INPUT RECORDS =
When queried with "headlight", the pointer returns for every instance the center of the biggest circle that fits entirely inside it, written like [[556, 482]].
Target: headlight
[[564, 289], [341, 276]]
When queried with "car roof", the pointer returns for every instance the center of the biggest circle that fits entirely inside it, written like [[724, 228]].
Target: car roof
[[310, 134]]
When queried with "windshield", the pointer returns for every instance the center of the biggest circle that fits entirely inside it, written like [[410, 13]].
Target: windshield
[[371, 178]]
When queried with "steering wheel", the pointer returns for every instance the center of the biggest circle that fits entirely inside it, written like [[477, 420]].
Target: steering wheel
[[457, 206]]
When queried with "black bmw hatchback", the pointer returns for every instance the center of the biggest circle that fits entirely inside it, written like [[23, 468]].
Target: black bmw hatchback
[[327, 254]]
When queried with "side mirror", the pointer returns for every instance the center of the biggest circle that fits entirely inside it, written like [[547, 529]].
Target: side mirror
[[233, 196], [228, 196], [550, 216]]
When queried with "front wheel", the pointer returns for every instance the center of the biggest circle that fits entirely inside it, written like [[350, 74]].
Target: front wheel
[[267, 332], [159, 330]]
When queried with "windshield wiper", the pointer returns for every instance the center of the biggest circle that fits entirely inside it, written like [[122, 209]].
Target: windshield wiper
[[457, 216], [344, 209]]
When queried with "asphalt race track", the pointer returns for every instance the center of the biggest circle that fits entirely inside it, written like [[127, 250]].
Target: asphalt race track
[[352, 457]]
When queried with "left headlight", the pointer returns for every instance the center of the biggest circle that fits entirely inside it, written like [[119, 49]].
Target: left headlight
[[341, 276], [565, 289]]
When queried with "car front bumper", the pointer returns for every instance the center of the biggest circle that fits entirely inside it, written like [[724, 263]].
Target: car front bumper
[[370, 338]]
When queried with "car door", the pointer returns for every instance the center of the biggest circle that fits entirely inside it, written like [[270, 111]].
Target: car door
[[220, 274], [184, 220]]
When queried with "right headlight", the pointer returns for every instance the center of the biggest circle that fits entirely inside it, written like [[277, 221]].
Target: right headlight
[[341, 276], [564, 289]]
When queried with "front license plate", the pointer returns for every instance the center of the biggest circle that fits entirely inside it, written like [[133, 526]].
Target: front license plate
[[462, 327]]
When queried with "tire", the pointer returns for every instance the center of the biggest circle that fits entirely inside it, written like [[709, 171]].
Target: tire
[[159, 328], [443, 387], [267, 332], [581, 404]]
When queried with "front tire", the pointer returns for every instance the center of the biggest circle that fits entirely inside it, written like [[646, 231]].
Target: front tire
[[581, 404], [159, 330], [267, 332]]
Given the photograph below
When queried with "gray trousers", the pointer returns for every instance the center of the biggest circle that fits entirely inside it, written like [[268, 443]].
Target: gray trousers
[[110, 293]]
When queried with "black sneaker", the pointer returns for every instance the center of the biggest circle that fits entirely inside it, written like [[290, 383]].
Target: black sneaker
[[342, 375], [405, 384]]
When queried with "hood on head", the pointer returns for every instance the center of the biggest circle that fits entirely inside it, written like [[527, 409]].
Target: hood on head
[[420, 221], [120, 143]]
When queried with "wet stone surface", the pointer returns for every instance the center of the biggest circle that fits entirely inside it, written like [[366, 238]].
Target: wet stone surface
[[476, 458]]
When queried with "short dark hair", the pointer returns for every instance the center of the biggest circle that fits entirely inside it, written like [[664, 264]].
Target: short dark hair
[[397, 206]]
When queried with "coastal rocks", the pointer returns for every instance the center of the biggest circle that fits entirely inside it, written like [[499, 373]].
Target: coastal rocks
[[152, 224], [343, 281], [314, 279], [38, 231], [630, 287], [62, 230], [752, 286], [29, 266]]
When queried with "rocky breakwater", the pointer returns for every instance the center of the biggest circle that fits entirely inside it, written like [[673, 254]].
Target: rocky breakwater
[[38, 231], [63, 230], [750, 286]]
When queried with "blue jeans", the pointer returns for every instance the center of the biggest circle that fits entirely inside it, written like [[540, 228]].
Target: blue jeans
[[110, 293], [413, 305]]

GIVEN EXERCISE = Put each non-blank line of all the rows above into a Markdown table with two columns, Line and Text. Number the lines in order under Line.

REPLY =
| Line | Text |
|---|---|
| 1 | When queried with "headlight", the pointer returns for every instance the center of the biggest circle that fits entirely inside it, written like [[556, 482]]. |
| 2 | Target: headlight |
| 3 | [[564, 289], [341, 276]] |
| 4 | When queried with "car roof", the pointer returns for every instance the center of the biggest circle that fits entirely inside it, written like [[724, 228]]. |
| 5 | Target: car roof |
| 6 | [[310, 134]] |
| 7 | When queried with "windshield", the pointer returns for every instance the center of the biggest circle that fits entirely inside it, written like [[410, 13]]. |
| 8 | Target: windshield |
| 9 | [[371, 178]] |
| 10 | When queried with "steering wheel", the pointer returns for every instance the center of the biggest circle that fits entirely inside it, written like [[477, 420]]. |
| 11 | Target: steering wheel |
| 12 | [[457, 206]] |
| 13 | When queried with "black bmw hatchback", the pointer returns for every instance the center of the biggest circle that fits entirely inside it, written like [[23, 468]]. |
| 14 | Target: black bmw hatchback |
| 15 | [[327, 254]] |
| 16 | When queried with "side mirror", the pointer returns for every instance the center of the biggest circle that fits entirely inside it, written like [[547, 529]]. |
| 17 | Target: side mirror |
| 18 | [[233, 196], [228, 196], [550, 216]] |
| 19 | When queried with "front wheel", the pointer returns for every instance the center of the biggest circle that fits entirely inside it, written like [[350, 74]]. |
| 20 | Target: front wheel |
| 21 | [[267, 332], [159, 330]] |
| 22 | When queried with "windshield wiper", the pointer returns for every instance the center of the biggest circle that fits entirely inside it, written like [[122, 209]]. |
| 23 | Target: windshield wiper |
| 24 | [[457, 216], [344, 209]] |
| 25 | When queried with "asphalt race track", the pointer returns for every instance the center of the biggest circle that fits entirely inside it, written like [[127, 250]]. |
| 26 | Target: asphalt race track |
| 27 | [[352, 457]] |
| 28 | When queried with "left headlight", the pointer returns for every instance the center of the biggest circle that fits entirely inside it, written like [[119, 49]]. |
| 29 | Target: left headlight |
| 30 | [[341, 276], [565, 289]] |
| 31 | When queried with "car front bumper", the pointer returns for every instance the center of the biggest circle that fits entirely inside it, written like [[724, 263]]. |
| 32 | Target: car front bumper |
| 33 | [[370, 338]] |
| 34 | When queried with "car door", the pointer returns for every instance the center of the biggest circle that fits entirely inside it, written like [[270, 111]]. |
| 35 | Target: car door |
| 36 | [[220, 274], [184, 220]] |
| 37 | When queried with "right headlight", the pointer returns for every instance the center of the biggest circle that fits entirely inside it, written like [[277, 221]]. |
| 38 | Target: right headlight |
| 39 | [[341, 276], [564, 289]] |
| 40 | When queried with "front license plate", the pointer returns for every instance the center of the biggest circle that fits entirely inside it, written like [[133, 526]]. |
| 41 | Target: front license plate |
| 42 | [[462, 327]] |
| 43 | When queried with "tire", the pointer returns for every instance the center of the biggest circle that fits entirely inside it, written like [[709, 171]]. |
| 44 | Target: tire |
| 45 | [[159, 328], [443, 387], [267, 332], [581, 404]] |
| 46 | When queried with "front tire", the pointer returns for every instance the center of the biggest circle that fits entirely inside it, written like [[646, 231]]. |
| 47 | Target: front tire |
| 48 | [[581, 404], [159, 330], [267, 332]] |
| 49 | Given the photograph below |
| 50 | When queried with "gray trousers", the pointer returns for every instance the center of the biggest circle that fits entirely inside it, written like [[268, 443]]. |
| 51 | Target: gray trousers |
| 52 | [[110, 293]] |
| 53 | When queried with "black sneaker", the pointer returns for every instance the center of the biggest circle that fits entirely inside it, written like [[290, 383]]. |
| 54 | Target: black sneaker |
| 55 | [[342, 375], [405, 384]] |
| 56 | When queried with "hood on head", the pointer returns for every instance the center of the biggest circle that fits entirely inside it, written like [[527, 409]]. |
| 57 | Target: hood on head |
| 58 | [[420, 221], [120, 143]] |
| 59 | When queried with "wet stone surface", the pointer returns for every instance the center of the biggest circle that fits entirely inside it, written like [[366, 238]]. |
| 60 | Target: wet stone surface |
| 61 | [[476, 458]] |
| 62 | When queried with "short dark hair", the pointer returns for every instance the center of the biggest circle that fits entirely inside it, written like [[664, 264]]. |
| 63 | Target: short dark hair |
| 64 | [[397, 206]] |
| 65 | When queried with "coastal rocks", the pointer returns for every instance the center of the biggest circle that fits entirely inside it, written like [[499, 373]]. |
| 66 | Target: coastal rocks |
| 67 | [[152, 224], [343, 281], [314, 279], [38, 231], [630, 287], [62, 230], [752, 286], [29, 266]] |
| 68 | When queried with "rocky breakwater", the pointer returns for every instance the center of the biggest circle that fits entirely inside it, written like [[673, 254]]. |
| 69 | Target: rocky breakwater |
| 70 | [[38, 231], [63, 230], [750, 286]] |
| 71 | When queried with "blue jeans", the pointer returns for every instance the center of the biggest circle that fits entirely inside it, written like [[540, 228]]. |
| 72 | Target: blue jeans |
| 73 | [[110, 293], [413, 305]] |